Copy out the Margaret River wildflower interview below in full, word for word, with the same punctuation and line breaks.
[Start of Document extract]
14.09.2023

I’ve spent the winter months searching the ground for signs of orchids – snails, jugs, spiders. So, with the kaleidoscopic colours of spring underway, I called Hank “Orchid Hunter” Durlik and Trevor Paddenberg to chat all things wildflowers.

Hank shares his beloved orchids with guests of Margaret River Exposed Tours, and he taught me the art of spotting their slender, fuzzy stems and narrow leaves first, before allowing your eye to travel up to the flower.

Trevor wears two hats; guiding for Cape to Cape Explorer Tours along the awe-inspiring coastal trail and working with Nature Conservation Margaret River Region. Right now, he’s organising an Open Gardens Nature Weekend event for October.

A kaleidoscope of colours is currently underway in the Margaret River Region. Photo: Tim Campbell

Trevor Paddenberg, Nature Conservation Margaret River Region

Trevor, we’re coming into peak hiking season. What’s blooming on the Cape to Cape right now?
[End of Document extract]
[Start of Listing]
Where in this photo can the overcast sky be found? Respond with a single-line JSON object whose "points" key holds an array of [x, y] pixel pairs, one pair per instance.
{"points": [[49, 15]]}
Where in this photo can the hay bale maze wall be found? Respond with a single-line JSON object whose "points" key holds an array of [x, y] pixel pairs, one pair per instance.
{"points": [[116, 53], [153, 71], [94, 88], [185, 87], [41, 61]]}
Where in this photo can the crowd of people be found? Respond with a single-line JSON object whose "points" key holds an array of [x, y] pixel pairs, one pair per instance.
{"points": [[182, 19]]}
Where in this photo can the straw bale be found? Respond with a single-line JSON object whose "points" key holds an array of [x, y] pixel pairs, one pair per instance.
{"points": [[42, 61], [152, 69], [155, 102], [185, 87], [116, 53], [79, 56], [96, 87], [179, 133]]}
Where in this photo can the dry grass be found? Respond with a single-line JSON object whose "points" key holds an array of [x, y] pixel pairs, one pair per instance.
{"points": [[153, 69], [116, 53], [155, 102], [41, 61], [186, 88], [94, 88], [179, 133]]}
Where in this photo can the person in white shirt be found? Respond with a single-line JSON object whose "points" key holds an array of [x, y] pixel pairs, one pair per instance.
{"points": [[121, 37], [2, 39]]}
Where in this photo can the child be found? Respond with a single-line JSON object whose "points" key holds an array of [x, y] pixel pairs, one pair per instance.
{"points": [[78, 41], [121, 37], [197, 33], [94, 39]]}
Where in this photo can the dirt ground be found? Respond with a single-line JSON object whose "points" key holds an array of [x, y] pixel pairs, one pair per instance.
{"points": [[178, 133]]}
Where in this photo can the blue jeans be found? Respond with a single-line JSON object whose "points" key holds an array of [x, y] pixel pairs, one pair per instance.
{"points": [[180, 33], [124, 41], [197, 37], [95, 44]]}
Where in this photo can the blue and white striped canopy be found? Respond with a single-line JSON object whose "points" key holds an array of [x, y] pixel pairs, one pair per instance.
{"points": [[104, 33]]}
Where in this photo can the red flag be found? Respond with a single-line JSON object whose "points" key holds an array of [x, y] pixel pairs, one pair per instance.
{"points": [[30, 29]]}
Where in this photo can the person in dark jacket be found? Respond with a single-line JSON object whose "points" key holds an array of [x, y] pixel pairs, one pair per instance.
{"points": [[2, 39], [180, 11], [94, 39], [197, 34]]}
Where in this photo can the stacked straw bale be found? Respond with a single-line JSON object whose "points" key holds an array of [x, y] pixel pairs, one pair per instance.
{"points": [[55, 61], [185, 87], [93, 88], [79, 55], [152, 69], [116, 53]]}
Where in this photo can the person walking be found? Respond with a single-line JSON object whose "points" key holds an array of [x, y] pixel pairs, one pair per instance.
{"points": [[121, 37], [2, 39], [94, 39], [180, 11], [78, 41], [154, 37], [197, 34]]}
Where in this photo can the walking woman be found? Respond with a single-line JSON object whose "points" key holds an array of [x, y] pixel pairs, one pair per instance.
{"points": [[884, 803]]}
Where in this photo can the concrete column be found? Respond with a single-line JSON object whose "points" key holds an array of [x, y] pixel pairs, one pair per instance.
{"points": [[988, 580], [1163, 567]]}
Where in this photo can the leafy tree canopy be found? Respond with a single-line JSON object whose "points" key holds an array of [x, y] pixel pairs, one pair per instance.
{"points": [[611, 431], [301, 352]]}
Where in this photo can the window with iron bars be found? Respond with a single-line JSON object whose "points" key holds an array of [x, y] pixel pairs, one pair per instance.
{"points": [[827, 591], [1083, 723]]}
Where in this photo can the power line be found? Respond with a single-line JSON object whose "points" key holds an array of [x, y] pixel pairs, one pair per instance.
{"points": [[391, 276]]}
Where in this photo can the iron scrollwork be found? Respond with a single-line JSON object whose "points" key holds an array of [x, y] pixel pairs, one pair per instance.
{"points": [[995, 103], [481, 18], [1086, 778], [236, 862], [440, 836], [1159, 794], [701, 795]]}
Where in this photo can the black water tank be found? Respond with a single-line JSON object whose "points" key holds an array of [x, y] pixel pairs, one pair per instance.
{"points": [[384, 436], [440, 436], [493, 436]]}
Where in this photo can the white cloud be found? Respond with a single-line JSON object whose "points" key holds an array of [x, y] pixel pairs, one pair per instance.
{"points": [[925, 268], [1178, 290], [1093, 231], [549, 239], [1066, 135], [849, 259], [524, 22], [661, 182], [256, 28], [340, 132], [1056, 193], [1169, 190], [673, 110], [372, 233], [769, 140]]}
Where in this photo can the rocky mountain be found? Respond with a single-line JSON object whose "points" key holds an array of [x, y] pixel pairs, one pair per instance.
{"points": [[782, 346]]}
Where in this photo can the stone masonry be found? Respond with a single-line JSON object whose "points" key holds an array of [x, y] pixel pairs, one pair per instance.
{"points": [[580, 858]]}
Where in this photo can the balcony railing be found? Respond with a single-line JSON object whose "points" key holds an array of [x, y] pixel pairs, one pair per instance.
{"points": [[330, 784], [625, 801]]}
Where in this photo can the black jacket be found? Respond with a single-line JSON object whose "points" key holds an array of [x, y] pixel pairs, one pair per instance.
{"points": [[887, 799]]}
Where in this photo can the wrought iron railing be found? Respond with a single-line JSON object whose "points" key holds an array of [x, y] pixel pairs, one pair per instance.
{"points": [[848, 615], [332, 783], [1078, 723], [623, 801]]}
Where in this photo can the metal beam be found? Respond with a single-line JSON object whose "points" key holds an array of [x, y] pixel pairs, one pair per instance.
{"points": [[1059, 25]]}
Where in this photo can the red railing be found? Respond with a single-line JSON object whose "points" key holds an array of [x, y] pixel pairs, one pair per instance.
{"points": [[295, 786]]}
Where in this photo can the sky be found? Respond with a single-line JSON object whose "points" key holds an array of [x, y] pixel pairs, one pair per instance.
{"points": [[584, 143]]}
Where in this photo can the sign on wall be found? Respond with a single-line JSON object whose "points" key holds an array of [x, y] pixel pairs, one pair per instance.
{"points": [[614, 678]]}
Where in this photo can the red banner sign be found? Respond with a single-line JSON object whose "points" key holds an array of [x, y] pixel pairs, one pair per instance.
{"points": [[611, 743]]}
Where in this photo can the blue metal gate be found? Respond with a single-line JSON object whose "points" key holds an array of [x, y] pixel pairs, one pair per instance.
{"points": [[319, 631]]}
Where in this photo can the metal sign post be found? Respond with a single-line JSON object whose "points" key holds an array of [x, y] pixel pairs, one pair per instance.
[End of Listing]
Task result -
14.09.2023

I’ve spent the winter months searching the ground for signs of orchids – snails, jugs, spiders. So, with the kaleidoscopic colours of spring underway, I called Hank “Orchid Hunter” Durlik and Trevor Paddenberg to chat all things wildflowers.

Hank shares his beloved orchids with guests of Margaret River Exposed Tours, and he taught me the art of spotting their slender, fuzzy stems and narrow leaves first, before allowing your eye to travel up to the flower.

Trevor wears two hats; guiding for Cape to Cape Explorer Tours along the awe-inspiring coastal trail and working with Nature Conservation Margaret River Region. Right now, he’s organising an Open Gardens Nature Weekend event for October.

A kaleidoscope of colours is currently underway in the Margaret River Region. Photo: Tim Campbell

Trevor Paddenberg, Nature Conservation Margaret River Region

Trevor, we’re coming into peak hiking season. What’s blooming on the Cape to Cape right now?